### TASK TO COMPLETE
Could you transcribe every entry exactly, leaving nothing out?

(Records drawn from a dataset)
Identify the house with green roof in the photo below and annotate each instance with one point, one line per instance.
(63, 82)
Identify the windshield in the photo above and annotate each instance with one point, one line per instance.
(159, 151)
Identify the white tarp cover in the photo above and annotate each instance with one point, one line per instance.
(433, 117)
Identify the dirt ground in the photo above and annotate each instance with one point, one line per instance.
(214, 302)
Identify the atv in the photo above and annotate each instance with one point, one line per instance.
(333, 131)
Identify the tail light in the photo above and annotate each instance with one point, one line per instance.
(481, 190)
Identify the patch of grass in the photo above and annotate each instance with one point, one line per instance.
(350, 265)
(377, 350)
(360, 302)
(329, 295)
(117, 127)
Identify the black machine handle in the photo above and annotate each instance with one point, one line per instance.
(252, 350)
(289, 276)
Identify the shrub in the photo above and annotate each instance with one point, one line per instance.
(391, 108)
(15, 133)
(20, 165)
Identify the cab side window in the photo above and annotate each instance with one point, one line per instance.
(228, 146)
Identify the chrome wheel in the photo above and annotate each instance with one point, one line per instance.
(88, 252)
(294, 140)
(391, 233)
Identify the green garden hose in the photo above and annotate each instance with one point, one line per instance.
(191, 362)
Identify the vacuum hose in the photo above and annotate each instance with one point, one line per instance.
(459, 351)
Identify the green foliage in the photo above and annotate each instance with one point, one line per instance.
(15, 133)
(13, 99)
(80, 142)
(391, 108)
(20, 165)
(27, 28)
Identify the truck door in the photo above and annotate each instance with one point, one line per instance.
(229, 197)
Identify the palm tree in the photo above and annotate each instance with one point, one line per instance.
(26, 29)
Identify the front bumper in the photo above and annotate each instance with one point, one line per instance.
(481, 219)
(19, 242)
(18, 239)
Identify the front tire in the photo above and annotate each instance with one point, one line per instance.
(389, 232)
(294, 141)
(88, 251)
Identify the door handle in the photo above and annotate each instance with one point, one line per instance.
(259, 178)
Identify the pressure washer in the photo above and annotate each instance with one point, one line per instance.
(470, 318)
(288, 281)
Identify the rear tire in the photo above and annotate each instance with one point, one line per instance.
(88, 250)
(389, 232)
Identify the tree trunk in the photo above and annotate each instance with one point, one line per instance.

### SOLUTION TO THIS TASK
Identify the house with green roof in the photo below and annotate each instance with one point, one line per instance.
(63, 82)
Identify the windshield in the photo above and annotate each instance with one point, one line per instance.
(159, 151)
Identify the white tarp cover in the photo above and annotate each instance with one point, one line per instance.
(433, 117)
Identify the dirt ground in the photo above and annotate each instance with one point, one line per instance.
(214, 302)
Identify the atv in the photo above and annotate each instance with one point, one line per instance.
(333, 131)
Identify the tail light in the photo above and annotate each instance with one point, one line per instance.
(481, 190)
Identify the patch of grass in the photo above and annotate each instance with one point, one line per instance.
(350, 265)
(377, 350)
(360, 302)
(329, 295)
(117, 127)
Identify the black machine handle in the photo above and annotate each instance with one point, one line per instance.
(252, 350)
(289, 276)
Identify the shrub in the photo above and annotate each instance with one point, one line per instance.
(391, 108)
(15, 133)
(20, 165)
Identify the cab side window in the photo above and annotate each instance with one point, one line per instance.
(228, 146)
Identify the chrome wheel in the photo above and annotate each instance with one point, one line per instance.
(88, 252)
(294, 140)
(391, 233)
Identify the green garden hose in the photo above and annotate each instance with one point, one line per instance.
(191, 362)
Identify the vacuum hose in the photo above and annotate each instance with one point, one line per instance.
(459, 351)
Identify the green foliage in the photo above and annotate each instance with one point, one line per instance.
(15, 133)
(13, 99)
(80, 142)
(391, 108)
(20, 165)
(27, 28)
Identify the truck door in the photo above and annotate each instance with one point, one line per instance.
(229, 197)
Identify the palm tree in the photo above and annotate each instance with one point, one line per instance.
(26, 29)
Identify the front bumper in the photo above and annotate each instance with one point, one line per instance.
(481, 219)
(19, 242)
(18, 239)
Identify the front tire in the photo above and annotate each instance with one point, one line per instance.
(389, 232)
(294, 141)
(88, 251)
Identify the door handle in the photo above and annotate each instance with one point, one line per instance.
(259, 178)
Identify the pressure washer in the photo above and annotate each instance with one point, one line per instance.
(470, 318)
(288, 281)
Identify the rear tire in the photo above and annotate each instance with one point, one line per instance.
(88, 250)
(389, 232)
Identify the tree trunk in the photo above and annotate each instance with one point, one line per instance.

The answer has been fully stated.